··· DOCUMENT TEXT

Caspase-3 activity assay
Using Beyotime C1115 Caspase 3 Activity Assay Kit (Beyotime, Nantong, China), the activity of caspase-3 was determined. Isolated proteins from transfected 5-8F or CNE-1 cells were added into 96-well plates with the reaction buffer (Invitrogen). Finally, caspase-3 activity was examined through a microplate reader (Thermo Fisher Scientific) at 405 nm.
Tunel assay
Transfected 5-8F or CNE-1 cells were incubated with fluorescein-labelled dUTP (Thermo Fisher Scientific). After that, the nucleus was stained by 0.3 mM of DAPI from Sigma-Aldrich. Through the fluorescence microscope (Leica, Mannheim, Germany), apoptotic cells were eventually analyzed.
Transwell assay
In serum-free medium, transfected 5-8F or CNE-1 cells were planted in the top transwell chambers (Corning Incorporated, Corning, NY, USA), which was coated with Matrigel (BD Biosciences, Franklin Lakes, NJ, USA). The bottom chambers (Corning Incorporated) were plated with medium containing 10% FBS (Gibco). Thereafter, invaded cells were fixed, stained with 1% crystal violet and eventually evaluated through an inverted microscope (magnification: 200 × ; Nikon, Tokyo, Japan).
Immunofluorescence (IF) assay
Cell samples of 5-8F and CNE-1 on culture slides were incubated for 24 h until adhered to the slides. After that, cells were washed in PBS, fixed by ice-cold methanol for 10 min and blocked in 5% BSA for 10 min. The primary antibodies against E-cadherin and N-cadherin, as well as the secondary antibodies were utilized for the incubation with cells. Following DAPI staining (0.3 mM), cells were observed using fluorescence microscope (Leica).
Western blotting
Total protein samples from 5-8F or CNE-1 cells were extracted in RIPA lysis buffer, and then separated by electrophoresis on 12% SDS-PAGE (Bio-Rad Laboratories, Hercules, CA, USA). Protein samples were then transferred onto PVDF membranes (Bio-Rad Laboratories) and incubated in 5% nonfat milk for blocking membranes. The diluted primary antibodies (1: 2000; Abcam, Cambridge, MA), including mouse monoclonal anti-E-cadherin antibody (ab76055), rabbit monoclonal anti-N-cadherin antibody (ab202030), mouse monoclonal anti-NR4A2 antibody (ab41917) and mouse monoclonal anti-GAPDH antibody (ab8245) as loading control, were used to probe membranes all night at 4 °C. Following washing in Tris-buffered saline containing 0.1% Tween-20 (TBST), the horse-radish peroxidase (HRP)-tagged rabbit monoclonal secondary antibodies (1: 5000; Abcam) against IgG were added for 2 h at room temperature. At length, the protein blots were observed using ECL detection system (Santa Cruz, CA, USA) in the dark, and then placed into gel imager, followed by analysis of Bio-Rad image analysis system (Bio-Rad). The gray values of the target proteins and the internal control were compared employing the Image J software (NIH, Bethesda, MD, USA).

······
··· SOURCE MATERIAL

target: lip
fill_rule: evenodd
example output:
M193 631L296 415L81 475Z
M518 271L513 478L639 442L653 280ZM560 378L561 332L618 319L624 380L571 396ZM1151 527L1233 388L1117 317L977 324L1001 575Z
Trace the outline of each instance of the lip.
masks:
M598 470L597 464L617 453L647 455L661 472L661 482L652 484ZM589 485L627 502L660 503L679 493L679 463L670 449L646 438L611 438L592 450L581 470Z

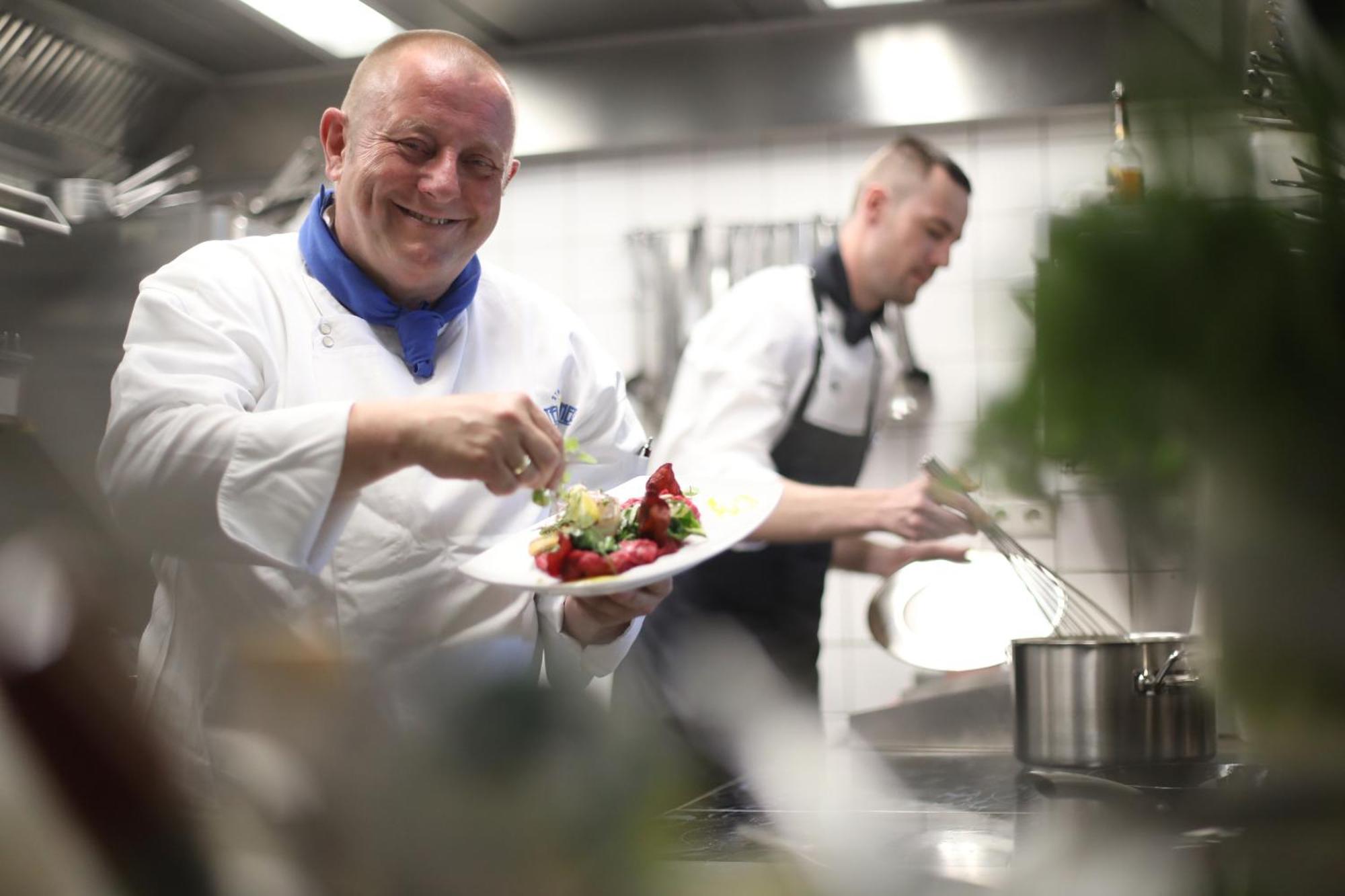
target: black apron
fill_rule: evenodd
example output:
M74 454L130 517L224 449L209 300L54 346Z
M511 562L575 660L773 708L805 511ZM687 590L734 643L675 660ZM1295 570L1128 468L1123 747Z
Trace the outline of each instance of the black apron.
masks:
M814 274L818 342L812 375L771 457L780 475L795 482L854 486L873 435L880 362L874 351L862 435L838 433L804 420L819 389L823 366L823 297ZM865 338L872 342L872 334ZM631 652L616 670L613 712L658 717L690 741L693 751L706 752L695 732L677 718L672 709L677 700L670 700L667 685L675 679L679 662L695 662L695 632L707 623L722 620L736 623L759 640L796 694L816 705L818 626L830 564L830 541L767 545L761 550L725 552L678 576L672 593L644 619Z

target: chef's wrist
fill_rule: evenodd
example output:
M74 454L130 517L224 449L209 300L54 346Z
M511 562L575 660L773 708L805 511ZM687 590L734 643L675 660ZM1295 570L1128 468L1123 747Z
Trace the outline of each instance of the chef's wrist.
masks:
M406 416L399 413L394 402L352 404L346 420L346 449L336 491L359 491L409 465L412 432Z
M584 647L611 644L629 627L629 620L612 623L596 619L584 601L576 597L566 597L561 609L561 634L569 635Z

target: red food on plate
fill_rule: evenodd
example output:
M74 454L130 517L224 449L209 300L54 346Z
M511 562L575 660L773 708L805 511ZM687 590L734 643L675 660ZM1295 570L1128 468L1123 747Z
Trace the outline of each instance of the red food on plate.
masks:
M615 531L616 519L611 510L601 510L601 502L613 507L601 492L572 490L561 519L529 548L538 569L562 581L619 574L675 553L690 535L705 534L701 513L682 492L672 464L654 471L643 498L621 503Z

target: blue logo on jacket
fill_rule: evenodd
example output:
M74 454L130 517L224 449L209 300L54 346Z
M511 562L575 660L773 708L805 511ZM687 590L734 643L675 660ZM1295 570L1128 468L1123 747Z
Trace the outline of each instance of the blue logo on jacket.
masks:
M569 426L574 422L574 413L578 410L574 405L568 405L561 401L561 390L557 389L551 393L551 401L554 404L542 408L542 413L551 418L551 422L557 426Z

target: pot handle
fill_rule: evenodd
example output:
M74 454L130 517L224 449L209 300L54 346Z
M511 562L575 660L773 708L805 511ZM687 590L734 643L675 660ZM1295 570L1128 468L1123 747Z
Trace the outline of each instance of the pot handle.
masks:
M1186 654L1185 647L1178 647L1163 663L1163 667L1158 670L1158 674L1149 671L1147 669L1141 669L1135 673L1135 690L1145 697L1153 697L1154 694L1162 692L1163 689L1178 689L1190 687L1200 683L1200 675L1193 675L1192 673L1171 673L1173 663L1176 663L1184 654Z

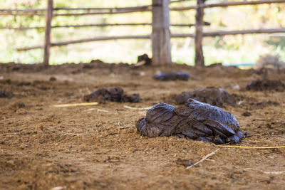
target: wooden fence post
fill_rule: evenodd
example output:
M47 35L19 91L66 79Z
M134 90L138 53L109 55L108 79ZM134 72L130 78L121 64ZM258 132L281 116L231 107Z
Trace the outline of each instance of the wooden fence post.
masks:
M43 63L46 66L49 64L49 56L51 48L51 19L53 18L53 0L48 1L48 8L46 13L46 27L45 27L45 41L43 46Z
M154 65L171 63L169 0L152 0L152 48Z
M204 4L205 0L197 0L196 9L196 32L195 38L195 66L204 67L204 56L202 49L203 41L203 25L204 25L204 8L201 6Z

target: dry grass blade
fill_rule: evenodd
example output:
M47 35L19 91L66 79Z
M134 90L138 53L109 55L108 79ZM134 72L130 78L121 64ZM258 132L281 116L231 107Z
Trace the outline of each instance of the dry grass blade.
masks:
M128 106L128 105L124 105L125 108L128 108L128 109L130 109L130 110L148 110L150 108L152 108L152 107L130 107L130 106Z
M76 107L76 106L88 106L88 105L95 105L98 102L88 102L88 103L75 103L75 104L59 104L53 105L56 107Z
M256 149L285 148L285 146L280 146L280 147L245 147L245 146L234 146L234 145L217 145L217 147L228 147L228 148L240 148L240 149Z
M216 152L217 152L218 150L219 150L219 149L216 149L215 151L214 151L213 152L211 152L210 154L207 154L206 156L204 156L203 158L202 158L202 159L199 160L198 162L197 162L196 163L195 163L193 165L191 165L191 166L190 166L190 167L187 167L186 169L190 169L190 168L191 168L191 167L194 167L194 166L196 166L197 164L200 164L200 163L204 162L204 161L206 160L208 157L209 157L214 155L214 154L216 154Z

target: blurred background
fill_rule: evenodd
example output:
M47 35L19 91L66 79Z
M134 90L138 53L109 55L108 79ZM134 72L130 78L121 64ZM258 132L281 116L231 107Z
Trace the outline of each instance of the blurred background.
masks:
M54 7L128 7L150 5L151 0L54 0ZM207 1L217 3L221 1ZM171 7L195 5L196 1L171 4ZM1 0L0 9L46 7L46 0ZM239 6L228 8L205 9L204 31L275 28L285 26L285 4ZM283 11L282 11L283 10ZM66 13L61 11L58 13ZM195 23L195 10L170 12L170 23ZM151 23L150 12L83 16L56 16L52 25L92 23ZM44 26L44 16L0 16L0 27ZM171 33L194 33L195 28L170 28ZM150 26L106 26L53 28L52 42L78 40L100 36L146 35L151 33ZM14 31L0 29L0 63L36 63L42 61L41 49L18 52L17 48L43 44L44 30ZM172 61L194 65L194 38L172 38ZM254 63L261 56L278 55L285 61L284 34L249 34L207 37L203 38L206 65L222 63L224 65ZM116 40L77 43L53 47L51 63L88 63L100 59L107 63L137 62L138 56L151 56L151 41L147 39Z

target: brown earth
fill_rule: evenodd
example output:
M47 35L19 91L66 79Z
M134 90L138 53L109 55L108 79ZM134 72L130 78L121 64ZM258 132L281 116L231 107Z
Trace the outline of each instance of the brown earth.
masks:
M152 79L160 72L175 71L188 72L190 79ZM237 106L223 108L248 132L239 145L284 146L285 92L245 87L265 77L284 83L285 70L219 65L133 68L96 60L46 69L2 64L0 77L0 90L13 93L0 98L1 189L284 189L284 148L219 148L174 137L143 137L135 124L146 110L124 105L150 107L182 91L222 88L239 97ZM53 107L83 102L83 95L95 88L115 86L139 93L142 100ZM185 169L217 149L208 159Z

······

- [DESCRIPTION OF THE TASK]: Return everything in the methods text from "Transwell assay" down to "Nikon, Tokyo, Japan).". None of the collected entries are required for this work.

- [PROBLEM SOLUTION]:
Transwell assay
In serum-free medium, transfected 5-8F or CNE-1 cells were planted in the top transwell chambers (Corning Incorporated, Corning, NY, USA), which was coated with Matrigel (BD Biosciences, Franklin Lakes, NJ, USA). The bottom chambers (Corning Incorporated) were plated with medium containing 10% FBS (Gibco). Thereafter, invaded cells were fixed, stained with 1% crystal violet and eventually evaluated through an inverted microscope (magnification: 200 × ; Nikon, Tokyo, Japan).